Loss.of.a.friend.mp4
This project is done under the partial fulfilment of MSc AI & ML course at The University of Birmingham.
In the contemporary world with an uncertain future and the widespread sense of self-alienation among modern people, there is a necessity of universal support for self-improvement. This project aims to make such support more accessible by using the intrinsic knowledge and empathy towards users present in open-source chat and instruction-based LLMs, with sensitivity towards user-data privacy.
Under this project, the objectives/implemented features are as follows:
- Implementation of Plan-Act-Reflect pardigm from Generative Agents paper by Stanford to simulate a proxy of a self-improvement coach, by utilising a backend LLM.
- Support for deploying backend LLM locally with GPU acceleration using GPTQ/GGML based models with Huggingface, accessible via API, either using text-generation-inference by Huggingface or text-generation-webui openai API extension.

- **Record extracts**

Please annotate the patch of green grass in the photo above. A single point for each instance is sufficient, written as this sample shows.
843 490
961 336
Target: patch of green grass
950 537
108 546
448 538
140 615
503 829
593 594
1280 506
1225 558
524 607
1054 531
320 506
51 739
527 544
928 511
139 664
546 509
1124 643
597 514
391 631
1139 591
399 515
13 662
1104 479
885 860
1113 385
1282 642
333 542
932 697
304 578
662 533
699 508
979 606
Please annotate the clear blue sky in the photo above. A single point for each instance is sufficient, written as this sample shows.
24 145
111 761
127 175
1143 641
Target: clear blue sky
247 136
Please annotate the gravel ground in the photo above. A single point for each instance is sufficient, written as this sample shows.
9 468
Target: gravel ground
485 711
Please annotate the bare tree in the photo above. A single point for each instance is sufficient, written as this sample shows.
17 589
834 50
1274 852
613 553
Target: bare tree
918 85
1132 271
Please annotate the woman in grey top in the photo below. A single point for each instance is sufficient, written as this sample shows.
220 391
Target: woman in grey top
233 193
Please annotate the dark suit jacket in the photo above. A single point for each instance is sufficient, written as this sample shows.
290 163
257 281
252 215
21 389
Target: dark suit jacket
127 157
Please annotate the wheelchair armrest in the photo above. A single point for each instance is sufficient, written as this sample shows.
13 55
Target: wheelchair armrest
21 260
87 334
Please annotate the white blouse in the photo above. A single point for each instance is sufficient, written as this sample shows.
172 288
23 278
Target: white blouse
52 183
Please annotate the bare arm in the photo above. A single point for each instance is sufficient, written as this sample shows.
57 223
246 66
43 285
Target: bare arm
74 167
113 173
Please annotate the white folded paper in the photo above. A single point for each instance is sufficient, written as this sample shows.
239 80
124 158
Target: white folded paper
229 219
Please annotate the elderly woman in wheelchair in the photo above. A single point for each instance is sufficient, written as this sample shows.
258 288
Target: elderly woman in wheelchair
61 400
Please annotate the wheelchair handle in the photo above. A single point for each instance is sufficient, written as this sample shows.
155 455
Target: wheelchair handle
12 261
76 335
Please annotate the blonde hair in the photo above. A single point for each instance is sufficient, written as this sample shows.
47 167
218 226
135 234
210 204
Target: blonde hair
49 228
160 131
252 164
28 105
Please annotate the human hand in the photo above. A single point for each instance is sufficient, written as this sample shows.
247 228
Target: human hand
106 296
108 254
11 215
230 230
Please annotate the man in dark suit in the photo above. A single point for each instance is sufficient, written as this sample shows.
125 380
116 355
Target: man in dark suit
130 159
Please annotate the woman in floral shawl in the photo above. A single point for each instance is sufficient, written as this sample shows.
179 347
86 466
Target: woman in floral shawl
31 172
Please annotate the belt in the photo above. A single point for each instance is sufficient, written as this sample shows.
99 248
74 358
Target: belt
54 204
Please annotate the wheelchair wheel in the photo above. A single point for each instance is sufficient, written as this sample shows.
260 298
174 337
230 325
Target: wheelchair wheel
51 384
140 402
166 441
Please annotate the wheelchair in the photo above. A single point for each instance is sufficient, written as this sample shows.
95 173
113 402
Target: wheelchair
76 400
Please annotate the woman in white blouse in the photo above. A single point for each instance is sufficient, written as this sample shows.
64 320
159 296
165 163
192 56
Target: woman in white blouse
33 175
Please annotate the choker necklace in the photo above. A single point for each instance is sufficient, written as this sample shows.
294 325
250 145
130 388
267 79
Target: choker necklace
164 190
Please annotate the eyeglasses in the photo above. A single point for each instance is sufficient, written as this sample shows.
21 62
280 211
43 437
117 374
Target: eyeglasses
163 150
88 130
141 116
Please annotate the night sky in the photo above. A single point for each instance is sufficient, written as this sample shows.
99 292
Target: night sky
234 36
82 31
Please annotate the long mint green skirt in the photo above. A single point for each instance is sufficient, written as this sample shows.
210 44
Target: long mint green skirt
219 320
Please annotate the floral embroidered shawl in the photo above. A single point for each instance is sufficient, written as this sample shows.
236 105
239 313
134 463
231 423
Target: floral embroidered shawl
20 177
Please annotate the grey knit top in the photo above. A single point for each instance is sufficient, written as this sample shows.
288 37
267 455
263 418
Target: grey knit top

- **The problem**
Repeat the project description word for word between "Loss.of.a.friend.mp4" and "towards user-data privacy.", inclusive. Rely only on the project description, not on the data.

- **Written solution**
Loss.of.a.friend.mp4
This project is done under the partial fulfilment of MSc AI & ML course at The University of Birmingham.
In the contemporary world with an uncertain future and the widespread sense of self-alienation among modern people, there is a necessity of universal support for self-improvement. This project aims to make such support more accessible by using the intrinsic knowledge and empathy towards users present in open-source chat and instruction-based LLMs, with sensitivity towards user-data privacy.